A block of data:
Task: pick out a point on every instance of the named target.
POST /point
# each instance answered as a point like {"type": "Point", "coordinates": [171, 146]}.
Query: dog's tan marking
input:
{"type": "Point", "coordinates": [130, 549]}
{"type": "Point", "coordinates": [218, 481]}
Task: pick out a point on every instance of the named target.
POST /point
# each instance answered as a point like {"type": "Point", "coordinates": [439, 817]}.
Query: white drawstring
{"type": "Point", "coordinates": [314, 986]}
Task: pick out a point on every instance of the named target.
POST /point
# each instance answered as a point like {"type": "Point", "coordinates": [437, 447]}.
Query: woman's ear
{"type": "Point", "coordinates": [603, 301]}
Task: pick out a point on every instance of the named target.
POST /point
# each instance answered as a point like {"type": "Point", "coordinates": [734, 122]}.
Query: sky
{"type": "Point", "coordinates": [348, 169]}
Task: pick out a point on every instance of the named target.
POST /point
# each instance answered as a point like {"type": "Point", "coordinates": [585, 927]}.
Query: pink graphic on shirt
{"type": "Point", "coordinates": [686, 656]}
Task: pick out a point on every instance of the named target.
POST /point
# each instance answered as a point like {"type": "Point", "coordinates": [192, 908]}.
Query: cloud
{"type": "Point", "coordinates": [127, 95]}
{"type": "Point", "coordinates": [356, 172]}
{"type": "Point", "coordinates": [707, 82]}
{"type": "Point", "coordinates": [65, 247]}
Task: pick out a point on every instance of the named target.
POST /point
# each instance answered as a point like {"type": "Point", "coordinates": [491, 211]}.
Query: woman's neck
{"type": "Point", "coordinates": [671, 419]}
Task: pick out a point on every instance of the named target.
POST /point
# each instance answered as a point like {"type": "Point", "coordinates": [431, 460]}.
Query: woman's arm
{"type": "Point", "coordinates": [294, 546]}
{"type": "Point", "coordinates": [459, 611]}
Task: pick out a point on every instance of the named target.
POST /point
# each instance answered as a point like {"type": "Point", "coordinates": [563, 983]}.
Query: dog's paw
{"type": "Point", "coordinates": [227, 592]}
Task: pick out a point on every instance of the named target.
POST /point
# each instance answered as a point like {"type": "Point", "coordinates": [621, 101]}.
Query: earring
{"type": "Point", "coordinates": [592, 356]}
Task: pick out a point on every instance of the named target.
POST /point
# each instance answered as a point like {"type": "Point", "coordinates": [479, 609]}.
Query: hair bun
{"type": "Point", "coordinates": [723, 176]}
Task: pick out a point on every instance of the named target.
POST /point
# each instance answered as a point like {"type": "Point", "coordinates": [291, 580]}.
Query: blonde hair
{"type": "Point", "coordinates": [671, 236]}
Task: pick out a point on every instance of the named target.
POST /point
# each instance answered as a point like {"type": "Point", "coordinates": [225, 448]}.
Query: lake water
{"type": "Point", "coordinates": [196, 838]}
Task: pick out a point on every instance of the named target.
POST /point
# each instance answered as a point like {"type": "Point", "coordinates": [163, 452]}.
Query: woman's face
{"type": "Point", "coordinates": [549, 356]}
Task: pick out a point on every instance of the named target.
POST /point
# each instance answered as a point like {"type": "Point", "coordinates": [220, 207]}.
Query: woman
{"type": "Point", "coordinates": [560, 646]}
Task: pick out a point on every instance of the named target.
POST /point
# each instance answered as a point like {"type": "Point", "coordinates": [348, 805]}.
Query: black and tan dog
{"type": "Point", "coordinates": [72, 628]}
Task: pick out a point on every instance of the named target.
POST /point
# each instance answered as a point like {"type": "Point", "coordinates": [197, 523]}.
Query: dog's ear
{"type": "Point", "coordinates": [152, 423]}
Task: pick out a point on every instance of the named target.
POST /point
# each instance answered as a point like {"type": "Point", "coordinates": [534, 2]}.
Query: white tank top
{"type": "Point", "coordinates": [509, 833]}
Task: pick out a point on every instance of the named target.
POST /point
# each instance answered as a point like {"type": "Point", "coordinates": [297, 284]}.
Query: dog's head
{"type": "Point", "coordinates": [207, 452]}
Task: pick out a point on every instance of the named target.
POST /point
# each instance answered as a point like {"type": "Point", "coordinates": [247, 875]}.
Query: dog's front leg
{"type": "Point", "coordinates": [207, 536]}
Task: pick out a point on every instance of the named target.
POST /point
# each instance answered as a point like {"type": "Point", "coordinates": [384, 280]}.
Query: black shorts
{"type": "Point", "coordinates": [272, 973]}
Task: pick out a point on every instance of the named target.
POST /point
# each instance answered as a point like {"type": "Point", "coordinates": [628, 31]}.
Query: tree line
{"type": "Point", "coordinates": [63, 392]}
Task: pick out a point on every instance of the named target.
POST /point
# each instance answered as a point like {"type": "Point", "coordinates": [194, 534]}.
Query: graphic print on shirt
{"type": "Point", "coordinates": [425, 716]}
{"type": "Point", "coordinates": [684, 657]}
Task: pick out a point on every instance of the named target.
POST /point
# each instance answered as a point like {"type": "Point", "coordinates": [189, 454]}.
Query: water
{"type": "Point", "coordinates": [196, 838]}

● **YOUR TASK**
Exactly reproduce all of the entries.

● **CORRECT RESULT**
Task: pick out a point on every instance of the named target.
POST /point
# each instance answered as a point like {"type": "Point", "coordinates": [171, 146]}.
Query: dog's tan marking
input:
{"type": "Point", "coordinates": [130, 549]}
{"type": "Point", "coordinates": [218, 481]}
Task: pick out a point on every instance of the named target.
POST /point
# each instance answered as a point like {"type": "Point", "coordinates": [439, 817]}.
Query: white drawstring
{"type": "Point", "coordinates": [314, 986]}
Task: pick out a point on every instance of the named target.
POST /point
# each instance answered as a point like {"type": "Point", "coordinates": [437, 447]}.
Query: woman's ear
{"type": "Point", "coordinates": [603, 301]}
Task: pick out a point on every instance of the named target.
POST /point
# each instance answered as a point like {"type": "Point", "coordinates": [734, 122]}.
Query: sky
{"type": "Point", "coordinates": [348, 169]}
Task: pick out a point on every instance of the named target.
POST /point
# each instance answered as a point like {"type": "Point", "coordinates": [585, 927]}.
Query: pink graphic on shirt
{"type": "Point", "coordinates": [686, 656]}
Task: pick out a point on every instance of the named target.
POST /point
# each instance answered as a point like {"type": "Point", "coordinates": [192, 908]}.
Query: cloud
{"type": "Point", "coordinates": [127, 95]}
{"type": "Point", "coordinates": [356, 172]}
{"type": "Point", "coordinates": [707, 82]}
{"type": "Point", "coordinates": [65, 247]}
Task: pick out a point on every instance of the named target.
POST /point
# each instance answered as a point like {"type": "Point", "coordinates": [491, 211]}.
Query: woman's neck
{"type": "Point", "coordinates": [671, 419]}
Task: pick out a point on every instance of the named target.
POST /point
# each instance answered as a point like {"type": "Point", "coordinates": [431, 460]}.
Query: woman's arm
{"type": "Point", "coordinates": [294, 546]}
{"type": "Point", "coordinates": [459, 611]}
Task: pick out a point on every instance of the named target.
POST /point
# each instance answered as a point like {"type": "Point", "coordinates": [563, 983]}.
Query: dog's paw
{"type": "Point", "coordinates": [227, 592]}
Task: pick out a point on every instance of the named target.
POST /point
# each instance answered as a point like {"type": "Point", "coordinates": [621, 101]}.
Query: earring
{"type": "Point", "coordinates": [592, 356]}
Task: pick out a point on every instance of the named target.
POST /point
# each instance answered as a point like {"type": "Point", "coordinates": [479, 609]}.
Query: hair bun
{"type": "Point", "coordinates": [723, 176]}
Task: pick out a point on every instance of the named target.
POST /point
# each instance answered as a point like {"type": "Point", "coordinates": [291, 580]}.
Query: blonde hair
{"type": "Point", "coordinates": [671, 236]}
Task: pick out a point on every instance of the named target.
POST /point
# each instance answered as a point like {"type": "Point", "coordinates": [225, 448]}.
Query: lake water
{"type": "Point", "coordinates": [196, 838]}
Task: pick out a point on every instance of the named target.
POST /point
# each instance answered as a point like {"type": "Point", "coordinates": [163, 452]}.
Query: woman's face
{"type": "Point", "coordinates": [549, 356]}
Task: pick out a point on every instance of the named target.
POST /point
# each instance answered as a point like {"type": "Point", "coordinates": [220, 207]}.
Query: woman
{"type": "Point", "coordinates": [560, 646]}
Task: pick out a point on every instance of the named target.
POST /point
# each instance answered as a point like {"type": "Point", "coordinates": [348, 805]}.
Query: black and tan dog
{"type": "Point", "coordinates": [72, 628]}
Task: pick out a point on every instance of the named target.
POST /point
# each instance answered as a point like {"type": "Point", "coordinates": [197, 523]}.
Query: dog's ear
{"type": "Point", "coordinates": [152, 423]}
Task: pick out a point on every instance of the named target.
POST /point
# each instance answered as a point like {"type": "Point", "coordinates": [534, 2]}.
Query: white tank top
{"type": "Point", "coordinates": [509, 833]}
Task: pick out a point on every instance of the named target.
POST /point
# each instance answered as a point like {"type": "Point", "coordinates": [297, 284]}.
Query: dog's head
{"type": "Point", "coordinates": [207, 452]}
Task: pick out a point on every instance of the named target.
POST /point
# each instance answered as a point like {"type": "Point", "coordinates": [247, 875]}.
Query: dog's front leg
{"type": "Point", "coordinates": [207, 536]}
Task: pick out a point on every instance of the named target.
POST /point
# each instance answered as a point like {"type": "Point", "coordinates": [384, 280]}.
Query: black shorts
{"type": "Point", "coordinates": [272, 973]}
Task: pick out a point on every instance of the named target.
POST /point
# each instance answered as a point like {"type": "Point", "coordinates": [628, 31]}.
Query: tree line
{"type": "Point", "coordinates": [63, 392]}
Task: pick out a point on every instance of the named target.
POST /point
# each instance answered as a point like {"type": "Point", "coordinates": [194, 534]}.
Query: graphic print on shirt
{"type": "Point", "coordinates": [425, 716]}
{"type": "Point", "coordinates": [684, 657]}
Task: pick out a point on every instance of the named target.
POST /point
# each instance answered as a point like {"type": "Point", "coordinates": [189, 454]}.
Query: water
{"type": "Point", "coordinates": [196, 838]}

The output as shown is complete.